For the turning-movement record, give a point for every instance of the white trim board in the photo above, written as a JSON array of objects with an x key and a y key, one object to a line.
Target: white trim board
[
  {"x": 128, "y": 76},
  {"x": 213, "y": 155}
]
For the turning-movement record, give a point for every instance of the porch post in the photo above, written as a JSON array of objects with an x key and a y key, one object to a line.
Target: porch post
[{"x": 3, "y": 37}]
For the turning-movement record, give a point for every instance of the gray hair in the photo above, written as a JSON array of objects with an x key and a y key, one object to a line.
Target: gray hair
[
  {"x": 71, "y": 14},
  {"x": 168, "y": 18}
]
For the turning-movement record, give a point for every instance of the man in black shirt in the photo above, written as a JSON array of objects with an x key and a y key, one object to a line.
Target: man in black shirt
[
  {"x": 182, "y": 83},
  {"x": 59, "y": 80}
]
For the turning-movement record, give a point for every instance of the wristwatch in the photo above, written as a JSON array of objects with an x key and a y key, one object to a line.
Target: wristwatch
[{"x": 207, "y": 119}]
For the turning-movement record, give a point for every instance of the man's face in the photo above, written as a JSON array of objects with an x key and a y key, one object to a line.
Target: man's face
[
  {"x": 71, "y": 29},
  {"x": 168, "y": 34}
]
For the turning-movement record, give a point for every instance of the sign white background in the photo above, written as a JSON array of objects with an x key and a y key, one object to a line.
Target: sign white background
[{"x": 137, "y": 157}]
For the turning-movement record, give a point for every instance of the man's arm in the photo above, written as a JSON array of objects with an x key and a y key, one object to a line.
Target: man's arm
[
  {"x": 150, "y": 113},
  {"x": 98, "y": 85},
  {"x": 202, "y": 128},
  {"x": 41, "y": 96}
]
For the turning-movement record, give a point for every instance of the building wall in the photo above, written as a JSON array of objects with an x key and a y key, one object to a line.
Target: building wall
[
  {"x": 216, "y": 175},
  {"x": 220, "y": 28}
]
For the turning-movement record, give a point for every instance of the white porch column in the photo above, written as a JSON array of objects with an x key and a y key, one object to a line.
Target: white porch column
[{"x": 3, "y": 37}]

·····

• **Assignment**
A complete, exact transcription of the data above is the required answer.

• **Result below**
For the turning-movement record, give a point for every instance of the white trim board in the photo above, written as a JSON array of objects with an x key and a y key, one object to a line.
Target: white trim board
[
  {"x": 128, "y": 76},
  {"x": 213, "y": 155}
]
For the turning-movement record, give a point for every instance of the porch post in the photo above, written as a JSON array of objects with an x key and a y key, one object to a line.
Target: porch post
[{"x": 3, "y": 37}]
For the turning-movement record, give a point for every instance of the gray hair in the photo above, written as a JSON array of objects with an x key and a y key, one object to a line.
Target: gray hair
[
  {"x": 71, "y": 14},
  {"x": 168, "y": 18}
]
For the turning-movement record, give a point for every instance of the man in black shirt in the photo above, written as a JSON array of objects with an x key and a y key, one object to a line.
Target: man in black shirt
[
  {"x": 182, "y": 83},
  {"x": 59, "y": 80}
]
For the turning-movement record, give a point for every instance of the wristwatch in the photo above, written as a JSON array of objects with an x key and a y key, one object to a line.
Target: wristwatch
[{"x": 207, "y": 119}]
For the turning-movement record, give a point for every instance of the man's face in the photo above, written as a JSON array of objects with an x key and a y key, one object to a line.
Target: man's face
[
  {"x": 71, "y": 29},
  {"x": 168, "y": 34}
]
For the turning-movement record, give a point for every instance of the sign white background in the photo above, written as a JSON array of objects with an x key and a y key, one object to a line.
Target: sign white background
[{"x": 137, "y": 157}]
For the turning-movement record, give a point for every instance of the man's arm in the photo above, written as a JSON array of objects with an x key and a y key, one object to a line.
Target: man's arm
[
  {"x": 150, "y": 113},
  {"x": 98, "y": 85},
  {"x": 202, "y": 128},
  {"x": 41, "y": 96}
]
For the turning-movement record, give a point for every instance of the building wall in the photo above, written as a JSON array of objects with an x key and a y key, one object to a line.
Target: building wall
[
  {"x": 216, "y": 175},
  {"x": 220, "y": 28}
]
For the turning-movement record, give a point for every instance of the white porch column in the photo above, written as a JSON array of objects with an x key and a y key, one object to a line.
Target: white porch column
[{"x": 3, "y": 37}]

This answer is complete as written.